> **WHAT YOU SHOULD DO**: Exactly the lines from the one containing "Each instance of the grassy" through the end of the records must be reproduced; leave out all pictures.
-------- ENTRIES SHOWN
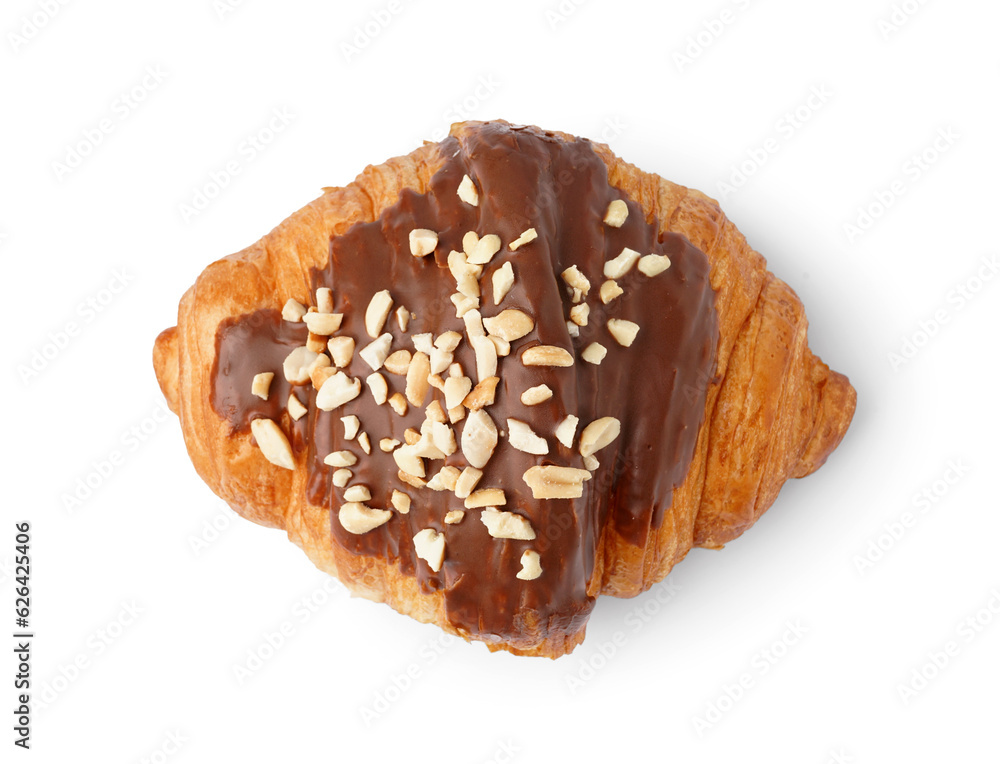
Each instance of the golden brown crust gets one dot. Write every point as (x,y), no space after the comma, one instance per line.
(773,410)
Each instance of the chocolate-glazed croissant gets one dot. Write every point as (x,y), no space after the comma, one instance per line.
(495,378)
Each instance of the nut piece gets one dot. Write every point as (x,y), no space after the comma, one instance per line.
(623,331)
(261,386)
(577,281)
(552,482)
(566,430)
(467,191)
(293,311)
(479,438)
(358,518)
(422,242)
(531,567)
(323,324)
(341,350)
(379,387)
(324,300)
(340,459)
(377,312)
(528,236)
(507,525)
(400,502)
(484,250)
(397,363)
(503,280)
(336,391)
(375,352)
(510,324)
(535,395)
(296,365)
(429,546)
(610,290)
(546,355)
(467,482)
(598,434)
(272,443)
(653,265)
(619,266)
(295,408)
(351,426)
(594,353)
(485,497)
(357,493)
(616,214)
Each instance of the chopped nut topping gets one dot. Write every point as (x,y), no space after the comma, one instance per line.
(467,482)
(445,479)
(397,363)
(422,242)
(619,266)
(486,247)
(295,408)
(417,383)
(486,358)
(510,324)
(503,280)
(341,350)
(379,387)
(523,438)
(296,365)
(377,312)
(623,331)
(324,300)
(566,430)
(429,546)
(272,443)
(402,317)
(261,386)
(528,236)
(467,191)
(357,493)
(616,214)
(653,265)
(358,518)
(552,482)
(293,311)
(531,567)
(507,525)
(485,497)
(323,324)
(535,395)
(482,395)
(594,353)
(340,459)
(336,391)
(546,355)
(455,390)
(400,502)
(598,434)
(479,438)
(576,280)
(351,426)
(398,403)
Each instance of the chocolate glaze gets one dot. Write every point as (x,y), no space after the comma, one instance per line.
(656,388)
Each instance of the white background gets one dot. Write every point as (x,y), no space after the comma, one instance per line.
(162,612)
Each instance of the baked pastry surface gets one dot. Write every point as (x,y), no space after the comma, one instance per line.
(706,411)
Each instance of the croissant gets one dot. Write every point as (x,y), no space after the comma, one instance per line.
(497,377)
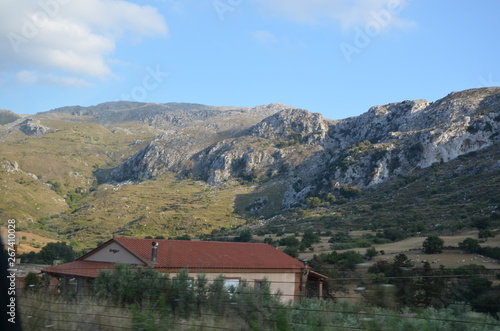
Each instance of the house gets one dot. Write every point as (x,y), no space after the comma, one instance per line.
(236,261)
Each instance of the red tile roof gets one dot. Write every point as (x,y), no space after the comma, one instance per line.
(178,254)
(210,254)
(79,268)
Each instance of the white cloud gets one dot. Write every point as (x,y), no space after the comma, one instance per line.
(27,77)
(347,13)
(73,37)
(263,37)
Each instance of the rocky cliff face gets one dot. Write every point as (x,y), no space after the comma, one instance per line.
(308,154)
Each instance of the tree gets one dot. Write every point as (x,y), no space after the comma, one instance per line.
(470,245)
(485,234)
(125,285)
(56,251)
(371,253)
(310,237)
(289,241)
(433,245)
(245,236)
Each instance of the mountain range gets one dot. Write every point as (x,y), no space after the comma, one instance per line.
(130,168)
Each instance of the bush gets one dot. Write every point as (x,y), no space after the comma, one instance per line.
(433,245)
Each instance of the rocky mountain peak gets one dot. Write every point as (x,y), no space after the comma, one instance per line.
(293,124)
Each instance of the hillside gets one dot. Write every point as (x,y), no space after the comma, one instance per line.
(85,173)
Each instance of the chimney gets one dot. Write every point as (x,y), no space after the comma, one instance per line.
(155,248)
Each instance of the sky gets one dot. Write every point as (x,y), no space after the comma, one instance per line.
(334,57)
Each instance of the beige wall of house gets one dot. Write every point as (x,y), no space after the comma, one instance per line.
(288,283)
(113,253)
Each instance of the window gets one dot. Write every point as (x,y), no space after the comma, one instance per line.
(231,284)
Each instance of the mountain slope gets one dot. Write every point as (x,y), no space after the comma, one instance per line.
(139,169)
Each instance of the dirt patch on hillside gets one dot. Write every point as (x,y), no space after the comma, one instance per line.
(412,247)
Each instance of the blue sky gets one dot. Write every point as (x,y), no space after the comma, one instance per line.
(335,57)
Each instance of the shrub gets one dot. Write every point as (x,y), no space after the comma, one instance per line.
(433,245)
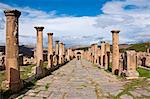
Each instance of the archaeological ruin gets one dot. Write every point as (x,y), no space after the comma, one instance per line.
(43,62)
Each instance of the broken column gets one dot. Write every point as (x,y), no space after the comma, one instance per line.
(115,51)
(102,54)
(57,52)
(39,50)
(64,58)
(130,57)
(61,53)
(50,50)
(13,81)
(95,53)
(107,55)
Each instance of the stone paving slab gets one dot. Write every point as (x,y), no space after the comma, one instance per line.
(78,80)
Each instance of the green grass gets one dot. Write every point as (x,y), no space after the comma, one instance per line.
(143,72)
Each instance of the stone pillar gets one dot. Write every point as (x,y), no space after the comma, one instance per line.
(57,52)
(61,53)
(13,81)
(39,50)
(115,51)
(50,50)
(92,50)
(99,56)
(96,53)
(64,58)
(102,54)
(107,55)
(131,65)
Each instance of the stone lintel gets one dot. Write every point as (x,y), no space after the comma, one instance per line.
(115,31)
(40,28)
(14,12)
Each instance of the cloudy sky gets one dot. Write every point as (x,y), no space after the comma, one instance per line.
(80,22)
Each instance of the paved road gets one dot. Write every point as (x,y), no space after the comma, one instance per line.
(79,79)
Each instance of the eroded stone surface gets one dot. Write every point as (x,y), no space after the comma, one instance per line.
(78,79)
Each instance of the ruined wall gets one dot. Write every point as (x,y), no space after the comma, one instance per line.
(143,59)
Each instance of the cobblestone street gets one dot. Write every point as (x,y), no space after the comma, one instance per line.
(78,79)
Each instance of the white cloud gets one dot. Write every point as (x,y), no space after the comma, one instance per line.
(133,23)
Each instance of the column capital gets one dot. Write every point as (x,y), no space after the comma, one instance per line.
(39,28)
(49,33)
(12,13)
(115,31)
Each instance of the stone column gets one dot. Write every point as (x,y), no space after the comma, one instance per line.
(107,55)
(115,51)
(13,81)
(50,50)
(99,56)
(95,53)
(102,54)
(57,52)
(131,65)
(92,50)
(39,50)
(61,53)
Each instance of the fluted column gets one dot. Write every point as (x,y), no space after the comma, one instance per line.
(107,55)
(115,51)
(39,50)
(57,52)
(12,50)
(50,50)
(61,53)
(102,54)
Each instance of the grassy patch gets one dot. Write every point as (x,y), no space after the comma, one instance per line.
(143,72)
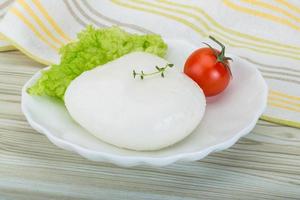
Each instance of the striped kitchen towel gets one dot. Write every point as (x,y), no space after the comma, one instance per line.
(4,6)
(266,33)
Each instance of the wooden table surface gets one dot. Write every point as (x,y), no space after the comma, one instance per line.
(263,165)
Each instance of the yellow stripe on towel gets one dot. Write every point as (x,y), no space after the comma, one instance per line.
(270,17)
(16,12)
(289,5)
(39,21)
(280,94)
(272,8)
(181,20)
(193,26)
(253,39)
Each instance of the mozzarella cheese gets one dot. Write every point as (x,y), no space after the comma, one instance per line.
(136,114)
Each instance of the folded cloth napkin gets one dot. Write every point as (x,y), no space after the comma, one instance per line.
(265,33)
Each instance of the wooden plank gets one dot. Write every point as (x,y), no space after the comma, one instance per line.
(263,165)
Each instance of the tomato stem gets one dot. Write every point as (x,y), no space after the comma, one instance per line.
(220,56)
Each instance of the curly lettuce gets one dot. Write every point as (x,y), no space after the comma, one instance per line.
(94,47)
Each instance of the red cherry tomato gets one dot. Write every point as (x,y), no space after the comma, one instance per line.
(209,68)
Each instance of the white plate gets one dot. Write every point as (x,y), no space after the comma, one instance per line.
(228,117)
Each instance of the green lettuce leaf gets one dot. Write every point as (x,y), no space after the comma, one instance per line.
(94,47)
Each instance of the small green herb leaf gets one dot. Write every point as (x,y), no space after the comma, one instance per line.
(160,70)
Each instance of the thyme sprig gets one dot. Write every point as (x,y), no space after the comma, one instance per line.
(159,70)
----------------
> **TASK RESPONSE**:
Each instance of the grassy patch gets one dot. Write every point as (x,y), no space after the comma, one instance per line.
(143,72)
Each instance of the striped kitchen towel gets one dot. Write every point as (x,y), no space after the comma, one instance per line.
(4,6)
(266,33)
Each instance of the wooden table surface gets one dot. Write every point as (x,y), no space after the comma, one instance per line.
(263,165)
Each instance of the yellow stripe on towel gets one dot. Write every point as (x,y), no space after the comma, one instance per line.
(270,17)
(16,12)
(289,5)
(39,21)
(280,94)
(272,8)
(181,20)
(193,26)
(253,39)
Each instance of the mozzarella cheese gets one dot. Write every point as (x,y), no space after the comma, one instance per line.
(136,114)
Each instance of the folded cloth napkin gets one dot. Write every point as (x,y), no space after the comma, one instance per line.
(265,33)
Each instance of the wooden plank gets one dot. Write every point as (x,y), no space after the comma, one instance per line.
(263,165)
Each instance of the tomato stem gets one dot. Write every point as (x,y), no space after the comma, one instance per line.
(220,56)
Each instance of the curly lettuce gets one dot. Write every point as (x,y), no space after the comma, one instance per line.
(94,47)
Each instance of the red cherry tomato gets one dot. Write every point as (x,y), no space after the comma, one instance per line.
(209,68)
Each instance of the white plate gets one dot. Write every point as (x,y), no space after the comma, one instance per line.
(228,117)
Each instance of the green lettuce leaf gets one dot. Write every point as (x,y), no space after the comma, one instance per line.
(94,47)
Each instance of the small green herb leaf gets one dot. Write every point as (x,y), no space after the comma, one instance per line.
(160,70)
Each instance of the thyme sprig gets one dot. Write every point as (x,y), no space after the comma, one instance per line.
(159,70)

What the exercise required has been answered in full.